(Pointing entries for labeled objects)
******************************

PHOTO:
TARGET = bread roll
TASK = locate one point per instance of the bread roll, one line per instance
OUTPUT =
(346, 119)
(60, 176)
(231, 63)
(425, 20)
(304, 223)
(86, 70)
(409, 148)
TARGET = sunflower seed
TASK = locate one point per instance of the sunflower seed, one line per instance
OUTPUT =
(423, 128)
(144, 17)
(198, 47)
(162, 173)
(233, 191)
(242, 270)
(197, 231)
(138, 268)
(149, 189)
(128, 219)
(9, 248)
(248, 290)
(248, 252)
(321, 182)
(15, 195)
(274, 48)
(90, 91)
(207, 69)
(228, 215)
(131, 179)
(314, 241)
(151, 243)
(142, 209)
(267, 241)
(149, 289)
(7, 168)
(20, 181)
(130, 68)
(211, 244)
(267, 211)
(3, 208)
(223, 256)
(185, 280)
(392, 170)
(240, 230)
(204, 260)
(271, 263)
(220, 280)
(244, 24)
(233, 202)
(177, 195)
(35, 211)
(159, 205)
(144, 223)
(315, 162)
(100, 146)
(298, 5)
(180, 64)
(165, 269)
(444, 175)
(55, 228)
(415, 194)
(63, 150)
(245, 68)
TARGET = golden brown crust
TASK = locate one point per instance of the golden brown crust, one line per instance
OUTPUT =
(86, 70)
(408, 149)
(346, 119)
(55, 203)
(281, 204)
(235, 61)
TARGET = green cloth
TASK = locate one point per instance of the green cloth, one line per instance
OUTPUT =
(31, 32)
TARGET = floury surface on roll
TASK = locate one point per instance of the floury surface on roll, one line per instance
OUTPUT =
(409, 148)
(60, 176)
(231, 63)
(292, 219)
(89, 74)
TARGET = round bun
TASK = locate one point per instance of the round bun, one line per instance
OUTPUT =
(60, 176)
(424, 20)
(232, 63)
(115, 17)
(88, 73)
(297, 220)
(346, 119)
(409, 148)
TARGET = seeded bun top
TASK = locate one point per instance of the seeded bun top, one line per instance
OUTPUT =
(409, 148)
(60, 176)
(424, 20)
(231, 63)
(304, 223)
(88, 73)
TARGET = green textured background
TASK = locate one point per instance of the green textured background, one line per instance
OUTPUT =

******************************

• Your task:
Rewrite the lines starting at the one containing "TARGET = golden brown crust" and ending at the last line, keeping every request, and shift each coordinate in the answers by -4.

• Solution to the exercise:
TARGET = golden brown crust
TASK = locate one point per instance of the golden brown crust, one line per instance
OUTPUT =
(82, 66)
(404, 145)
(342, 115)
(51, 199)
(277, 200)
(231, 57)
TARGET = green cloth
TASK = locate one point per instance of the green cloth, one line per instance
OUTPUT =
(27, 28)
TARGET = floury surface on roll
TASK = locate one point per instance of the floury surface on roll, one line per instance
OUTPUT =
(405, 144)
(56, 172)
(227, 59)
(288, 215)
(85, 70)
TARGET = round bun
TASK = locate one point per instance of the round bun, one line per instance
OUTPUT =
(56, 172)
(420, 16)
(228, 59)
(111, 13)
(84, 69)
(293, 216)
(342, 115)
(405, 144)
TARGET = seeded bun top
TASK = locate one point per instance of the seeded bun top, one line per instance
OUTPUT =
(405, 144)
(56, 172)
(420, 16)
(227, 59)
(300, 219)
(84, 69)
TARGET = green textured background
TASK = locate one point per instance of the green textured background, one line per instance
OUTPUT =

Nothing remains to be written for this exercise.